Stored data entries
--

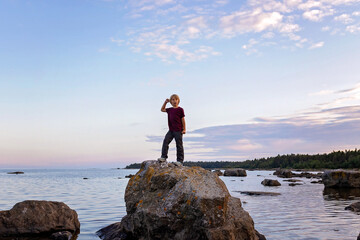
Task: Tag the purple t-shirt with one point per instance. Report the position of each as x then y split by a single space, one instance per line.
174 119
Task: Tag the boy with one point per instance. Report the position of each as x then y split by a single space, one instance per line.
176 122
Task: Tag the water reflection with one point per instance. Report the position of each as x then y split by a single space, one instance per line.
331 194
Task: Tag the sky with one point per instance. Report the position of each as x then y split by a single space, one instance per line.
82 81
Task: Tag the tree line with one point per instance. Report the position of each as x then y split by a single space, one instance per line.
336 159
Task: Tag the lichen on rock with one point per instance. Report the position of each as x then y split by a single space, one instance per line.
165 201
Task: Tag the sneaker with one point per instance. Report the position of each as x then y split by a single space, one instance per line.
161 160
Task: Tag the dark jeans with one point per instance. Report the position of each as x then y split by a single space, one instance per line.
179 147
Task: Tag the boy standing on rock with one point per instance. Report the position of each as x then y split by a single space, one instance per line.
176 122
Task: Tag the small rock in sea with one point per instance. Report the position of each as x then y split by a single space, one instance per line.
15 173
292 180
283 173
270 182
316 181
294 184
256 193
218 172
235 172
33 218
341 178
354 207
65 235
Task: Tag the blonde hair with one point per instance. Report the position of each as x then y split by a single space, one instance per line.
175 96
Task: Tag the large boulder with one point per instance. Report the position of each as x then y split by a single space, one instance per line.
235 172
165 201
218 172
270 182
30 218
341 179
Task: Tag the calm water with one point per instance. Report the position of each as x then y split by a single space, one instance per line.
300 212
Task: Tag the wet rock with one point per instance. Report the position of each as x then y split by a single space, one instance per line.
292 180
308 175
235 172
294 184
256 193
283 173
65 235
178 202
341 193
15 173
320 181
218 172
341 179
38 218
270 182
354 207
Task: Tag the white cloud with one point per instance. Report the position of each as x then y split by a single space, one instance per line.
185 26
325 29
119 42
245 145
317 15
344 18
321 93
268 35
317 45
250 21
353 28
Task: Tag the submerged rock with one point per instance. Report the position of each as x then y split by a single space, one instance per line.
235 172
294 184
65 235
341 179
354 207
270 182
283 173
256 193
15 172
33 218
177 202
218 172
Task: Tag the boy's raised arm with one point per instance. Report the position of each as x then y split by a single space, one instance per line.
184 125
163 108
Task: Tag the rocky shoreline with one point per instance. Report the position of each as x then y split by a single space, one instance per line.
168 201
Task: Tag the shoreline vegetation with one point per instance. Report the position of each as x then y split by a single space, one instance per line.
348 159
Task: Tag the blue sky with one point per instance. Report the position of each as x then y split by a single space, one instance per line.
82 82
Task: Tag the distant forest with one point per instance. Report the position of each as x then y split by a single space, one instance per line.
340 159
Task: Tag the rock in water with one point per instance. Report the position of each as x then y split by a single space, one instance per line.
38 218
341 179
235 172
354 207
283 173
270 182
178 203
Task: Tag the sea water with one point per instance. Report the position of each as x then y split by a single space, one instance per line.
300 212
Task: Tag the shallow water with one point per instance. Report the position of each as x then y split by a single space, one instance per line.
300 212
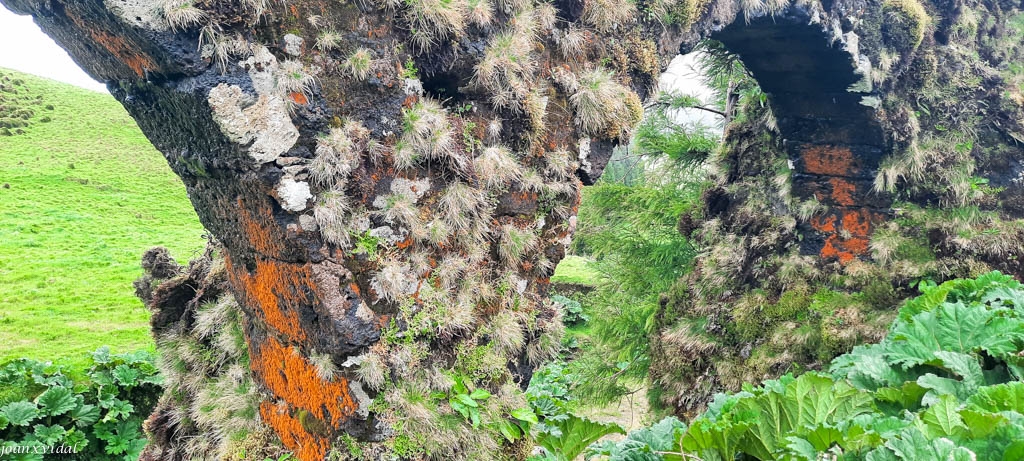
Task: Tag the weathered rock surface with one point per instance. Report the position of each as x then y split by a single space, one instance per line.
392 182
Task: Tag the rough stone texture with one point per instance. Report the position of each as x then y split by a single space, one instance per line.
245 114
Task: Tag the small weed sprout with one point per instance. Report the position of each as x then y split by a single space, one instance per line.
606 15
294 78
531 181
514 243
330 213
358 64
182 14
328 40
885 242
494 130
506 71
497 168
603 107
547 345
337 156
512 6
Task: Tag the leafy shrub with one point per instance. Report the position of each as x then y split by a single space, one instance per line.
100 417
571 310
944 384
562 434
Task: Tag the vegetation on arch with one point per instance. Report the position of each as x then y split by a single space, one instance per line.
946 383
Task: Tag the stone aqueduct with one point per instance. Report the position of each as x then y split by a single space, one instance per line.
217 98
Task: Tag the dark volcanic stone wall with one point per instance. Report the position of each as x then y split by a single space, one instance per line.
393 182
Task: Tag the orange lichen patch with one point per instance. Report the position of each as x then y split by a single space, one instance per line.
276 292
827 160
844 250
826 224
306 447
292 378
843 192
258 229
855 245
829 251
857 222
299 98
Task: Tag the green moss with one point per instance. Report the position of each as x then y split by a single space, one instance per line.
576 270
880 294
907 21
791 305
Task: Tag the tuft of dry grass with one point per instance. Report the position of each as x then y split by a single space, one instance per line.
606 15
497 168
603 107
182 14
358 64
506 71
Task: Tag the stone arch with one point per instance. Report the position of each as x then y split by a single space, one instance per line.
243 144
820 90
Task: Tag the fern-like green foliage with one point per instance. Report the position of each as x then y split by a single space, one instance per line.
629 226
945 384
44 412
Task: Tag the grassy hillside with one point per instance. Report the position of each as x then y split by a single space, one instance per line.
82 195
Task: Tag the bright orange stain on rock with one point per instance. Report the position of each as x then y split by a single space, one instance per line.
305 446
275 291
127 52
825 225
292 378
827 160
857 222
299 98
843 192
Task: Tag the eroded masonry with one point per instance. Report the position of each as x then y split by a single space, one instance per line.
391 183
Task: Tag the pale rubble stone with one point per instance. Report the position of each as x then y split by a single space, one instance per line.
293 196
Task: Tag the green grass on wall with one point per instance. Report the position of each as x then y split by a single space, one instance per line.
82 195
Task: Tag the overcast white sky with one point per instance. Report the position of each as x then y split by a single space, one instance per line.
26 48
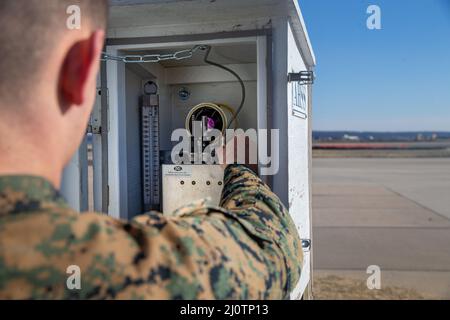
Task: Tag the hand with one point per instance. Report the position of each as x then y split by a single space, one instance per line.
240 149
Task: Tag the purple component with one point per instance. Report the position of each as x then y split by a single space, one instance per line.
211 123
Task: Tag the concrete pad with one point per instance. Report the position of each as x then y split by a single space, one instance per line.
374 217
334 189
424 181
408 249
432 285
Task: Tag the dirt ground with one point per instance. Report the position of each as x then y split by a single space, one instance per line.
339 288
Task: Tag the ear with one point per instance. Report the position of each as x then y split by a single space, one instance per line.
80 67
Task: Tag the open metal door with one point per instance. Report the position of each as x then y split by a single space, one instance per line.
85 179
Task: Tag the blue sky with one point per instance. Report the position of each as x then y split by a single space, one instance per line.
393 79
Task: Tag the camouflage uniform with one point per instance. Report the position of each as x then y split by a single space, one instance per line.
246 249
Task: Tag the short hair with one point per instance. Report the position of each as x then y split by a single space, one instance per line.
30 29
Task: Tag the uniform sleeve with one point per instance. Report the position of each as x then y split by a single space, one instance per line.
248 248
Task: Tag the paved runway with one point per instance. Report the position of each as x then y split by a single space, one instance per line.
394 213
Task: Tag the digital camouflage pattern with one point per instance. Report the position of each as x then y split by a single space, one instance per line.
246 249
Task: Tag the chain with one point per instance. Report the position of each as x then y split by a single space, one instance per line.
154 58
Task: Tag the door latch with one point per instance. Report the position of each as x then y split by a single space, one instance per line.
306 245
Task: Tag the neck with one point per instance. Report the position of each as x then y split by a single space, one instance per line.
21 158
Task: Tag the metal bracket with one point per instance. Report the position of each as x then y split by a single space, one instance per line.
304 77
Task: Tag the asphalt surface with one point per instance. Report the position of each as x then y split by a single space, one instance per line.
393 213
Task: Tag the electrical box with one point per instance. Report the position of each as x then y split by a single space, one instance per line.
197 182
155 74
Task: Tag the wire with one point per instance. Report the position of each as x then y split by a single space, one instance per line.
208 51
232 112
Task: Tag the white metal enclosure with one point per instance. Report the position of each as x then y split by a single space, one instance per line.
262 40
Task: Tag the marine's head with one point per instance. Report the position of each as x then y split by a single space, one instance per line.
48 70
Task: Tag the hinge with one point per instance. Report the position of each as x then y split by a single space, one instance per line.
304 77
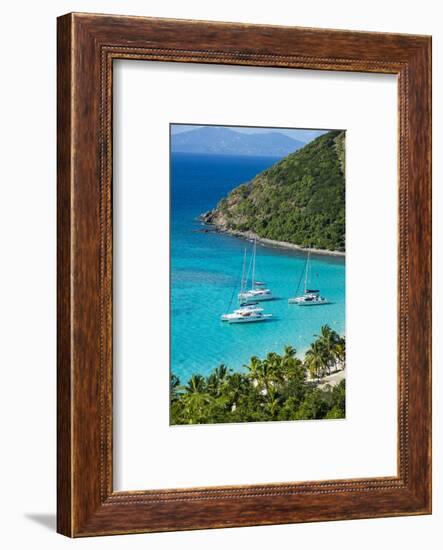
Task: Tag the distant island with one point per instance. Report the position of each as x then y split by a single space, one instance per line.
298 201
225 141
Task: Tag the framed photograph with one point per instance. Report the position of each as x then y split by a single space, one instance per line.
244 275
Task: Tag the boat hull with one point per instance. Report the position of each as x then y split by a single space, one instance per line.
260 298
302 303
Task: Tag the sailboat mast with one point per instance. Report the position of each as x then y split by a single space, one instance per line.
253 264
243 272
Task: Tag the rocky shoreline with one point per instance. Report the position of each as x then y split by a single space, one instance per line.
208 219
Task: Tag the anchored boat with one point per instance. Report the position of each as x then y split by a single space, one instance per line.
249 310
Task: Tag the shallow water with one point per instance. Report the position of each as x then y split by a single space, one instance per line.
206 272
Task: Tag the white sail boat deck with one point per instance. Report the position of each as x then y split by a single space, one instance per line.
310 297
249 310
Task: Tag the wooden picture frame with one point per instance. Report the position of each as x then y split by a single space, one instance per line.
87 46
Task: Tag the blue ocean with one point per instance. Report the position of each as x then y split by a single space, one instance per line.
206 271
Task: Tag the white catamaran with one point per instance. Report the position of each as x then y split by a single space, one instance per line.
249 311
310 297
257 292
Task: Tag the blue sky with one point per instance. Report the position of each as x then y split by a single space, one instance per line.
302 134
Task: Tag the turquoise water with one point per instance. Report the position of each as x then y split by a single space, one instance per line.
206 271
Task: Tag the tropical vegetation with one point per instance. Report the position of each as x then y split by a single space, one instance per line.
299 200
278 387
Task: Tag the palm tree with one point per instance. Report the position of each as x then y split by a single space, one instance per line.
174 387
196 384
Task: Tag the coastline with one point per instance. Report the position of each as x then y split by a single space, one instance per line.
270 242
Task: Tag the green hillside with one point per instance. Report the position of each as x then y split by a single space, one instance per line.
300 199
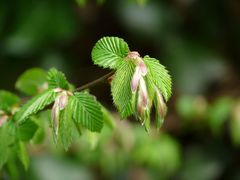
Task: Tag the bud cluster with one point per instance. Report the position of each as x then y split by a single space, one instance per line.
139 89
60 103
138 85
3 118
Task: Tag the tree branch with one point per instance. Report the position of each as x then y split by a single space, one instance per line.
95 82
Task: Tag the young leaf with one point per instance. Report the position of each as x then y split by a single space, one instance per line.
32 81
27 130
159 75
57 79
7 100
66 125
23 155
109 52
87 111
6 140
35 105
108 118
121 89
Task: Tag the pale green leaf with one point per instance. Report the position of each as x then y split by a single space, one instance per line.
8 100
23 155
57 79
109 52
66 125
121 88
108 118
160 76
87 111
32 81
35 105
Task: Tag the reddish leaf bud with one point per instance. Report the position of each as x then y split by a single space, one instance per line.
3 119
135 80
63 100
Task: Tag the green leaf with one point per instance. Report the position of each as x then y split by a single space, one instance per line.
7 139
109 52
8 100
32 81
57 79
27 130
66 125
108 118
159 75
35 105
87 111
121 88
23 155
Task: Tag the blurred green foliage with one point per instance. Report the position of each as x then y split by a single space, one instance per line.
198 40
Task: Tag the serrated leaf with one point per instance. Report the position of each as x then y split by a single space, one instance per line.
35 105
23 155
66 125
109 52
121 88
160 76
108 118
32 81
8 100
6 140
87 111
27 130
57 79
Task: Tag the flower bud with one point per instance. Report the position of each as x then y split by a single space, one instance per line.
133 55
143 94
3 119
161 106
55 116
142 66
60 103
63 100
135 80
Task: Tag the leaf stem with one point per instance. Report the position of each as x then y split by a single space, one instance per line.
95 82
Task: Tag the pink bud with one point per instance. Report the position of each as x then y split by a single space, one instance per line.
63 100
133 55
55 116
135 79
143 94
57 90
161 106
3 119
142 66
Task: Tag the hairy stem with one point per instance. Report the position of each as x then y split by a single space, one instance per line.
95 82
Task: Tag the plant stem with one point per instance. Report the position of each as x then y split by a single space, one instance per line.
95 82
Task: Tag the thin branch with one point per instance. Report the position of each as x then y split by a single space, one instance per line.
95 82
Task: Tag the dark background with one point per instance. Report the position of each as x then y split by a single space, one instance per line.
197 40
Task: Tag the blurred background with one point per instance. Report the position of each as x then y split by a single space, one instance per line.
199 43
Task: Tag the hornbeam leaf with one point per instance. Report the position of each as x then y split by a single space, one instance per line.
23 155
121 88
8 100
159 75
87 111
35 105
109 52
57 79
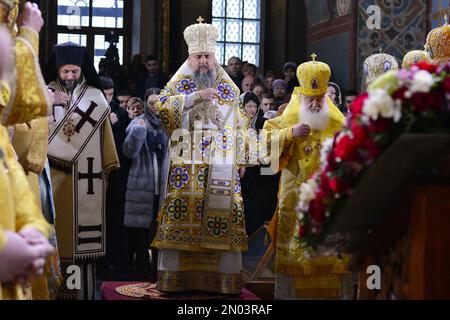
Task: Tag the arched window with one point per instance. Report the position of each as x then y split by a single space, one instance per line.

--

Task details:
Please transcribe, with no additions, the lines starting at the one that contains "Task: Tag the dark background" and running through the last line of the entries, inclusive. Leave the pictures out.

Exercise answer:
Task: Tag the dark background with one point per instance. Report the position of each as x then y split by a single space, one instance per line.
197 40
Task: Tag the blurred background with one point per instance. Report the position of each as x then y split by a single space, one instance per line.
199 43
Task: Tag the hornbeam leaf with one point per instance. Report the position of each as x then y split by a single space, one instance per line.
23 155
121 88
8 100
159 75
87 111
35 105
109 52
57 79
Task: Tag the arched window with one point per instance. Report the position of each as x then y split by a single space, one instance per line.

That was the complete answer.